What you have to do — Read the data that follows. Then repeat it exactly.

Source records —
________________________________________

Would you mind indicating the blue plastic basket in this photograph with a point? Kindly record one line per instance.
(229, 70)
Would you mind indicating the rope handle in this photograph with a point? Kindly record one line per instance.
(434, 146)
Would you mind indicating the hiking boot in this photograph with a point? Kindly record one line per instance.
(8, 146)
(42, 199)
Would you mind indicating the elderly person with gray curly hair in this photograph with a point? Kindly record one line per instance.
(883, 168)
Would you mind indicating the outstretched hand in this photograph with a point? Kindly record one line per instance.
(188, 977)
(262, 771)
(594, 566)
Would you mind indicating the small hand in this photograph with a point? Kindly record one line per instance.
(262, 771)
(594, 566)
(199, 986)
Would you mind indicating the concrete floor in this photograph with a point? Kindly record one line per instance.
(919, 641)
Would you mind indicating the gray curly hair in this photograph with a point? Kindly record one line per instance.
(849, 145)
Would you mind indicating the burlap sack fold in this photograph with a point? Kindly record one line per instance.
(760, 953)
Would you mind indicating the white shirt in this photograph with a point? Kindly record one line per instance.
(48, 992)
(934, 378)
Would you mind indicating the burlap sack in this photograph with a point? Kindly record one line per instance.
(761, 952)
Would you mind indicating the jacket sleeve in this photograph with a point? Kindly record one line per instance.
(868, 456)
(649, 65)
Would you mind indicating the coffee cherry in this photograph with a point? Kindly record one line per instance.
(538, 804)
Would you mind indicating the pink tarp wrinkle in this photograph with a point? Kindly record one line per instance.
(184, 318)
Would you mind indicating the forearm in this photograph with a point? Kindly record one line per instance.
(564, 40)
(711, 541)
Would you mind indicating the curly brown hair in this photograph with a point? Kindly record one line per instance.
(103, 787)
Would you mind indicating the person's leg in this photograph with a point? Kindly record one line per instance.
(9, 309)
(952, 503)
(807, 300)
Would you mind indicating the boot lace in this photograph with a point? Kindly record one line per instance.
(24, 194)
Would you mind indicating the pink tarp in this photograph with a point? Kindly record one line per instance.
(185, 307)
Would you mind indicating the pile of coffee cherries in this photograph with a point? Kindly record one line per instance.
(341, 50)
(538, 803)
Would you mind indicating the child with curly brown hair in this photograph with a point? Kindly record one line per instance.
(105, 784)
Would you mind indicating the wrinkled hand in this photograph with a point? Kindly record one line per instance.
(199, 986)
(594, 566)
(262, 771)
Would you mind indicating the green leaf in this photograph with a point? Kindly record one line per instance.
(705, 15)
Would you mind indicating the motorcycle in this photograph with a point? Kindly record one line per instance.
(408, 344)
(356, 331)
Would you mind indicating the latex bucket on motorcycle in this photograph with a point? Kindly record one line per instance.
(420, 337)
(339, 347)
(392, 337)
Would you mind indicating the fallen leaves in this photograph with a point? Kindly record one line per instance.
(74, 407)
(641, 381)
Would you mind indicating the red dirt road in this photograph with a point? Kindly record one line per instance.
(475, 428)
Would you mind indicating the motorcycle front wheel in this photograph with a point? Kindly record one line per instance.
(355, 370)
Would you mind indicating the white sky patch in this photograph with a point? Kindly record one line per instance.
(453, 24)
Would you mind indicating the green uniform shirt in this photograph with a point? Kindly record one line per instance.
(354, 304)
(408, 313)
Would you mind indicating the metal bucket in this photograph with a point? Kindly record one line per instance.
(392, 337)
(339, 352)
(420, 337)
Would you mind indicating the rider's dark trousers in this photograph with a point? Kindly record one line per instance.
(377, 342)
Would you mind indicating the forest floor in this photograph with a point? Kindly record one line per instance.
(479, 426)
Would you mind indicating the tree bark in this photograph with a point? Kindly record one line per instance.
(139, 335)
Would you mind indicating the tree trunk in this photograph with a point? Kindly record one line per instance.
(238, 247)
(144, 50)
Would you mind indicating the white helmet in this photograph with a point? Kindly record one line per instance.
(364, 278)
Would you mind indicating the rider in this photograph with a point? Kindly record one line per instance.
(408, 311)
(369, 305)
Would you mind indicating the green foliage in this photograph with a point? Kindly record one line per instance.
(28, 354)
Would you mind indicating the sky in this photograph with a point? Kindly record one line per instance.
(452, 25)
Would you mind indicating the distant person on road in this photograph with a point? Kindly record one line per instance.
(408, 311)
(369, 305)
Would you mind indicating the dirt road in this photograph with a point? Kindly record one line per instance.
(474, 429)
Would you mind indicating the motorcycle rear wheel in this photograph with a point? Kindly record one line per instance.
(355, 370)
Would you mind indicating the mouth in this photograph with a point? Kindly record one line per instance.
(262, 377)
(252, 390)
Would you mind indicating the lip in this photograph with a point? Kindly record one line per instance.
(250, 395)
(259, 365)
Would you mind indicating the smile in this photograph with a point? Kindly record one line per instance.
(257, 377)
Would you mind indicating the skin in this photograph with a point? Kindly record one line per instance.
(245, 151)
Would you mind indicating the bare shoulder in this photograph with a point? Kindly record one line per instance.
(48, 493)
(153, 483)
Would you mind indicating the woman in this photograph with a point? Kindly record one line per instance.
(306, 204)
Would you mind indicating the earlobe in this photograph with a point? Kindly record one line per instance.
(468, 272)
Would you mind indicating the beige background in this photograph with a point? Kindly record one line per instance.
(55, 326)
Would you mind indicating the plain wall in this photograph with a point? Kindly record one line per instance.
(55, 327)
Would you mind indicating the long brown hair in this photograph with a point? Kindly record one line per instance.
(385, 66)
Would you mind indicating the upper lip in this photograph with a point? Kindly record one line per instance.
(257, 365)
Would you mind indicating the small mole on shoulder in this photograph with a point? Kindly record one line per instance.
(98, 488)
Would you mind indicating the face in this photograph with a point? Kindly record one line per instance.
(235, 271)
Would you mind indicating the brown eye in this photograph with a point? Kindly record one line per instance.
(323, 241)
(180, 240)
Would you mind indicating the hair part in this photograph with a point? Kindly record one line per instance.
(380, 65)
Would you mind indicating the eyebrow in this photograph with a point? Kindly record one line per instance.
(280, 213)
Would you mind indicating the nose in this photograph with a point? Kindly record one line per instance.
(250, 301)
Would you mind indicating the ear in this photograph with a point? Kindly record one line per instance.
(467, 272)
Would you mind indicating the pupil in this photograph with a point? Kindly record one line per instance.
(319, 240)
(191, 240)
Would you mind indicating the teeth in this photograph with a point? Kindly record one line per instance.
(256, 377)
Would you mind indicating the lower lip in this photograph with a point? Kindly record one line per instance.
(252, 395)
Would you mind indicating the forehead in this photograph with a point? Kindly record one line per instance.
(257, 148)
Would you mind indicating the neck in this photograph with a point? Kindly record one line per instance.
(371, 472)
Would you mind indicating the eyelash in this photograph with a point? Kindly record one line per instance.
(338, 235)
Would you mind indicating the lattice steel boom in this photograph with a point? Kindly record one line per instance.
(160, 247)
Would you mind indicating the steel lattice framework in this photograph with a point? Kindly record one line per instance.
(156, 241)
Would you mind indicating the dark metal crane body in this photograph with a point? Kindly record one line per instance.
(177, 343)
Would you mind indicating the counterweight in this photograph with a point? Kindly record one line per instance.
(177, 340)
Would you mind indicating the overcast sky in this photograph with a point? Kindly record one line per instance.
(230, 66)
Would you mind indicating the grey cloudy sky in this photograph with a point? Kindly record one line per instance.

________________________________________

Your response —
Would you mind indicating the blue plastic basket in this photograph with a point? Kindly record one line per instance.
(229, 70)
Would you mind indicating the rope handle in this photograph with a point? Kindly record one line per instance.
(434, 146)
Would you mind indicating the hiking boot in this photograph with a point? Kindly record one line per instance.
(8, 146)
(42, 199)
Would you mind indicating the elderly person with gray curly hair in this photograph with a point? Kindly record one line per instance.
(883, 168)
Would you mind indicating the outstretched hand in this photograph with a point? Kindly record one line per instance.
(188, 977)
(262, 771)
(594, 566)
Would you mind indicating the small hand in this photograph with a point? Kindly record one line per instance.
(262, 771)
(594, 566)
(199, 986)
Would you mind indicating the concrete floor in this photograph with a point? Kindly record one line per instance.
(919, 641)
Would you mind indicating the gray curly hair in this photograph with a point? Kindly record one line per instance.
(849, 145)
Would you mind indicating the burlap sack fold in this photograph with a point? Kindly record one line per instance.
(760, 953)
Would you mind indicating the white shirt in this photograph with a point? Kindly record one line per instance.
(48, 992)
(934, 378)
Would you mind indicating the burlap sack in this photograph with a point? Kindly record one line per instance.
(761, 952)
Would you mind indicating the jacket sleeve in this photograph with a point? Kindly record one line per instance.
(868, 456)
(649, 65)
Would you mind indicating the coffee cherry in this photograph with a point? Kindly record one line per instance.
(538, 804)
Would you mind indicating the pink tarp wrinkle in this photograph with a point? Kindly record one line per instance.
(184, 318)
Would you mind indicating the forearm in this photograph with a point? Kindly record one line per instance.
(564, 40)
(711, 541)
Would you mind indicating the curly brown hair in this photograph with a point? Kindly record one line per instance.
(103, 787)
Would you mind indicating the person's leg in this photograph with a point? Kindly record one line per instance.
(9, 309)
(952, 503)
(807, 300)
Would you mind indicating the boot lace in this photograph with a point? Kindly record one line per instance.
(24, 194)
Would you mind indicating the pink tarp in this photograph with a point? Kindly record one line per instance.
(185, 307)
Would you mind indicating the pile of coffee cherries in this photograph with a point? Kindly record one line per instance.
(341, 50)
(538, 803)
Would you mind indicating the child with curly brown hair in this photograph with a point? Kindly record one line per instance.
(105, 784)
Would you mind indicating the wrinkled hand in this photograph with a point? Kindly record one line per instance.
(199, 986)
(594, 566)
(262, 771)
Would you mind indicating the green leaf in this photograph with a point? Kindly record one line per instance.
(705, 15)
Would you mind indicating the motorcycle in this photograph with a point? Kindly record one line per instance.
(408, 344)
(356, 331)
Would you mind indicating the latex bucket on motorcycle in this photograph with a point? Kindly record one line per instance.
(420, 337)
(339, 347)
(392, 337)
Would you mind indicating the fallen leaves in this photograph with a point? Kindly record one line per instance.
(74, 407)
(641, 381)
Would you mind indicating the red dirt road in this photograph with a point? Kindly record one line per instance.
(475, 428)
Would you mind indicating the motorcycle front wheel in this photograph with a point? Kindly record one line per instance.
(355, 370)
Would you mind indicating the white sky patch in this photograph with a point? Kindly record one line per instance.
(453, 24)
Would you mind indicating the green uniform shirt in this photograph with a point? Kindly record one line per instance.
(354, 304)
(408, 313)
Would you mind indicating the metal bucket in this photograph with a point? Kindly record one line per instance.
(392, 337)
(339, 352)
(420, 337)
Would you mind indicating the rider's dark trousers in this photograph with a point? Kindly record one line per instance.
(377, 342)
Would you mind indicating the forest floor in this photograph with a point? Kindly record one line per instance.
(479, 426)
Would you mind indicating the tree bark in this photograph with a point? Kindly record one line per instance.
(139, 335)
Would you mind indicating the tree trunk in this photograph with a point? Kindly record one line per instance.
(238, 247)
(144, 50)
Would you mind indicating the white helmet in this photograph with a point? Kindly record one line per instance.
(364, 278)
Would you mind indicating the rider in this photograph with a point? Kindly record one line per instance.
(408, 311)
(369, 305)
Would you mind indicating the green foliage in this photograph with a point? Kindly record one line per instance.
(28, 354)
Would you mind indicating the sky in this photograph with a point? Kindly record one line per instance.
(452, 25)
Would you mind indicating the distant person on road in this photograph with a point? Kindly record one line per instance.
(408, 311)
(369, 305)
Would you mind indicating the dirt road in this photograph with a point? Kindly record one line per instance.
(474, 429)
Would you mind indicating the motorcycle rear wheel in this photograph with a point? Kindly record one line per instance.
(355, 370)
Would you mind indicating the mouth in this photograph with a point? Kindly record one line per instance.
(262, 377)
(252, 390)
Would you mind indicating the lip in this photograph with a point? Kindly record one line per instance.
(250, 395)
(259, 365)
Would you mind indicating the smile in this photograph with a point? Kindly record one line per instance.
(257, 377)
Would you mind indicating the skin in this photograph with a point? Kindly record one line per instance.
(245, 151)
Would you mind indicating the bare shoulder in this photograph with a point? Kindly record one line per instance.
(48, 493)
(153, 483)
Would you mind indicating the woman in this photograph with a point? Kindly record one line per instance.
(306, 204)
Would you mind indicating the earlobe in this photograph with a point? Kindly record one line per instance.
(468, 272)
Would you mind indicating the beige background in this photograph with a point? Kindly record one line per instance.
(55, 326)
Would you mind indicating the plain wall in this photograph with a point? Kindly record one line per instance.
(55, 327)
Would you mind indicating the long brown hair in this photograph with a point? Kindly record one line per instance.
(385, 66)
Would you mind indicating the upper lip in this photograph with a point? Kindly record one line per instance.
(257, 365)
Would you mind indicating the small mole on shoulder in this photograph with a point? Kindly record one line per instance.
(98, 488)
Would you mind indicating the face in this photograph with a point? Kindly record one line per instance.
(235, 271)
Would you mind indicating the brown eye in this photograph with a point? Kindly record one line per instance.
(323, 241)
(180, 240)
Would you mind indicating the hair part in this photograph with a point? Kindly record one line per instance.
(380, 65)
Would you mind indicating the eyebrow in this photograph with a point? Kindly record one line per instance.
(280, 213)
Would you mind indicating the nose in this photograph with a point? Kindly record one line per instance.
(250, 301)
Would you mind indicating the ear in this photograph with a point? Kindly record one line per instance.
(467, 272)
Would you mind indicating the pupil in this photograph with a point? Kindly record one line per instance.
(319, 240)
(191, 240)
Would you mind indicating the teeth in this photograph with a point? Kindly record one line per instance.
(256, 377)
Would you mind indicating the lower lip in this photograph with a point? Kindly record one line per instance.
(252, 395)
Would you mind indicating the forehead in this photograph with a point? Kindly record one line per instance.
(257, 148)
Would you mind indicating the neck in this photograph with a point? Kindly record one line per instance.
(371, 472)
Would you mind indicating the eyelash in this photograph with a point? Kindly record one line per instance.
(338, 235)
Would you mind indicating the lattice steel boom in this photograph with a point? Kindly record one line per instance.
(160, 247)
Would you mind indicating the steel lattice framework in this photograph with a point? Kindly record one line per instance.
(156, 241)
Would you mind indicating the dark metal crane body in this photograph with a point? Kindly record one line per instance.
(177, 343)
Would you mind indicating the counterweight in this photograph with a point? Kindly record one line per instance.
(177, 340)
Would you mind indicating the overcast sky in this photograph with a point? Kindly record one line per instance.
(230, 66)
Would you mind indicating the grey cloudy sky in this photograph with a point? Kindly record one line per instance.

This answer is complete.